# My new Rocket R58 and K10 Fresh - first upgrade from Nespresso



## nickmorrisrdg (Mar 16, 2014)

Well - here it is!

All working well, just doing lots of testing and tasting.


----------



## Xpenno (Nov 12, 2012)

Now there is an upgrade, congrats!


----------



## Mrboots2u (May 10, 2013)

That's good going , how are the shots tasting ?


----------



## The Systemic Kid (Nov 23, 2012)

Why upgrade from Nespresso??







.

Very classy combo. Just one thing. Are the bottles the right way up - if so, how do you manage your extractions??


----------



## Thecatlinux (Mar 10, 2014)

Thats a Dream partnership, if you decide you want to go back to nespresso, let me know,


----------



## Jason1wood (Jun 1, 2012)

Fantastic looking setup. Well done.


----------



## MrShades (Jul 29, 2009)

Good to see the K10F with a good home! Should produce some fantastic coffee.

Congratulations.


----------



## 4515 (Jan 30, 2013)

now thats a proper upgrade !


----------



## iroko (Nov 9, 2012)

Fantastic upgrade, lovely set up.


----------



## El carajillo (Mar 16, 2013)

Very nice:good:


----------



## Soll (Nov 10, 2013)

Handsome looking set Nick


----------



## marcuswar (Aug 19, 2013)

Very nice setup.

I know nothing about wines but I always thought they should be kept cool (like coffee beans) so is that best place to store them? There must be a fair amount of heat coming of the Rocket.


----------



## Glenn (Jun 14, 2008)

Looks good Nick

I would agree with Marcus about the heat. The top of the machine will reach 40c or more and the heat will rise.

Great step up from Nespresso though!


----------

Requirement a:
Please copy out the records below, starting at the line that contains "the woman's black" and running through the end of the records, with every line unchanged and the pictures left out.

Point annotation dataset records
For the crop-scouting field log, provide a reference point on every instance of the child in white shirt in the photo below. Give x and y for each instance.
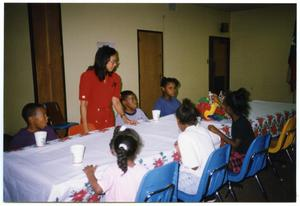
(120, 182)
(129, 103)
(194, 146)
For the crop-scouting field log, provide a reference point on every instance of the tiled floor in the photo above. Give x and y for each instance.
(276, 191)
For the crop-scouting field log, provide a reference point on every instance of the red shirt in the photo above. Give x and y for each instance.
(99, 95)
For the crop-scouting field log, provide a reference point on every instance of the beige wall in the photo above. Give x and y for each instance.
(186, 33)
(18, 83)
(260, 43)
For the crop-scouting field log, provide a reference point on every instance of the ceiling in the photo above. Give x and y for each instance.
(235, 7)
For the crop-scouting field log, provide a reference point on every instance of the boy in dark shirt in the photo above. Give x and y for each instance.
(36, 118)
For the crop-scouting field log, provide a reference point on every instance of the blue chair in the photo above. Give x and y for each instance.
(255, 160)
(214, 176)
(55, 117)
(159, 184)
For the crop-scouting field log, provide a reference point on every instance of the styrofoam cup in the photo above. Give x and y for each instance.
(77, 151)
(156, 114)
(40, 138)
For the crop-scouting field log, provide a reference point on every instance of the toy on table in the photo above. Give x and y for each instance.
(210, 108)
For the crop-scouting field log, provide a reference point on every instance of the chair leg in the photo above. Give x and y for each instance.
(219, 196)
(273, 168)
(231, 191)
(261, 187)
(289, 156)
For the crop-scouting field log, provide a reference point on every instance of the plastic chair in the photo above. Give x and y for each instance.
(55, 116)
(78, 129)
(283, 142)
(159, 184)
(255, 160)
(213, 178)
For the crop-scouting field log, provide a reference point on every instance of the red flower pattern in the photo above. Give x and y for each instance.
(270, 118)
(278, 117)
(78, 196)
(273, 130)
(264, 130)
(94, 198)
(176, 156)
(260, 121)
(226, 130)
(256, 132)
(286, 115)
(159, 162)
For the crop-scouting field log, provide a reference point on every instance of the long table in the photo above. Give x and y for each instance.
(40, 174)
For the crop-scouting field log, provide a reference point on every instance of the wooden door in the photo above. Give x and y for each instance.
(150, 57)
(47, 54)
(219, 64)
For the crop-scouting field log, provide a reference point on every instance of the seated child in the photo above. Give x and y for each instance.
(36, 118)
(194, 145)
(168, 103)
(236, 105)
(120, 182)
(129, 102)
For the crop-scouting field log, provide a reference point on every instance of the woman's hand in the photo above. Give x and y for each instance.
(213, 129)
(90, 170)
(128, 121)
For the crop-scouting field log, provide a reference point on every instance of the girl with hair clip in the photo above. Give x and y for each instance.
(236, 105)
(168, 103)
(194, 145)
(120, 182)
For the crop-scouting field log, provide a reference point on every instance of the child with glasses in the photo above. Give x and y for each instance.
(168, 103)
(129, 103)
(36, 119)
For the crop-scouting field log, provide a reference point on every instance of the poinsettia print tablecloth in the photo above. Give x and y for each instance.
(46, 174)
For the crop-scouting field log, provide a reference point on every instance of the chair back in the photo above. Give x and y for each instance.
(214, 175)
(255, 158)
(54, 113)
(78, 129)
(290, 132)
(159, 184)
(286, 136)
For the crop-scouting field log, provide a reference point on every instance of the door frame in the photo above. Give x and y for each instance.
(210, 65)
(33, 57)
(138, 49)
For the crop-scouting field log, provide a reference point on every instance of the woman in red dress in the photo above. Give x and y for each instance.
(99, 91)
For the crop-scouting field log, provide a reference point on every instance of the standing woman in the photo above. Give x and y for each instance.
(99, 91)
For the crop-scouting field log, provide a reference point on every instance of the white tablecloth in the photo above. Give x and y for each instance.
(47, 174)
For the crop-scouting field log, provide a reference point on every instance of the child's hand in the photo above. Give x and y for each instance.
(128, 121)
(213, 129)
(90, 170)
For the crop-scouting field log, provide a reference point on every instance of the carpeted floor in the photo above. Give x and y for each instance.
(276, 191)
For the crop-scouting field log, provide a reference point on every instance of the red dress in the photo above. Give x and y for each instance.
(99, 95)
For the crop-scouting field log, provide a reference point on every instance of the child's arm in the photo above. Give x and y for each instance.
(223, 137)
(119, 109)
(90, 173)
(83, 113)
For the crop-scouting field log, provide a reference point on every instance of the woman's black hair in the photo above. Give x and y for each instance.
(238, 101)
(102, 57)
(166, 80)
(187, 113)
(126, 93)
(126, 144)
(29, 110)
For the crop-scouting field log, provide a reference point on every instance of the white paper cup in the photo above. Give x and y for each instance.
(155, 115)
(77, 151)
(40, 138)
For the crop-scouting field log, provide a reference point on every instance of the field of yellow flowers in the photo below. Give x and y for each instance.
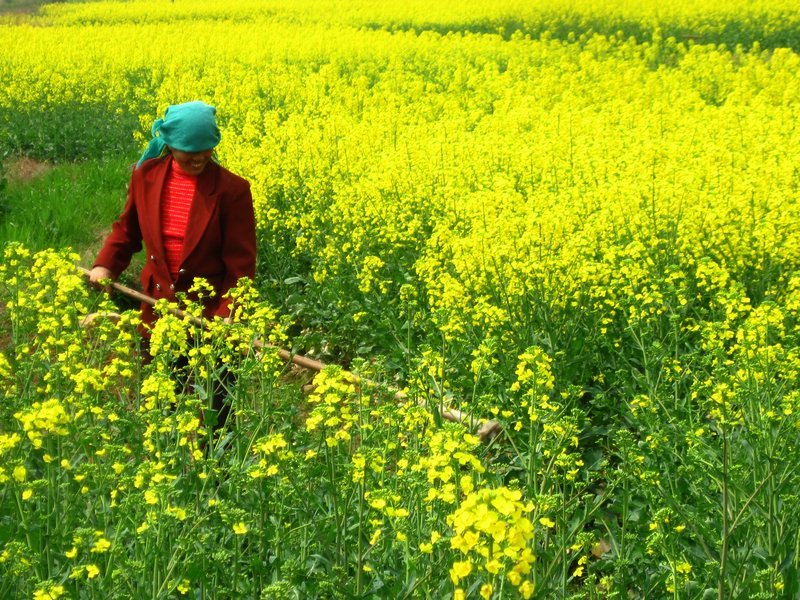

Requirement b:
Translate this sentence from the forum thread into Spanish: "The top of the machine will reach 40c or more and the heat will rise."

Worked answer a:
For the crop-scouting field log, provide a reference point on every instance of the woman's black hair in the photo above. Give x and y for each instance.
(238, 101)
(102, 57)
(166, 80)
(187, 113)
(126, 93)
(126, 144)
(29, 110)
For the crop-scouting field log, provide a reference point on every instance of the white paper cup in the photo above. Give x and y for each instance.
(155, 115)
(77, 151)
(40, 138)
For the crop-scouting field log, provide a reference point on every instance of the field of yellow flowers in the photo below. Give x and y for each instance.

Worked answer b:
La parte superior de la máquina alcanzará 40 °C o más y el calor subirá.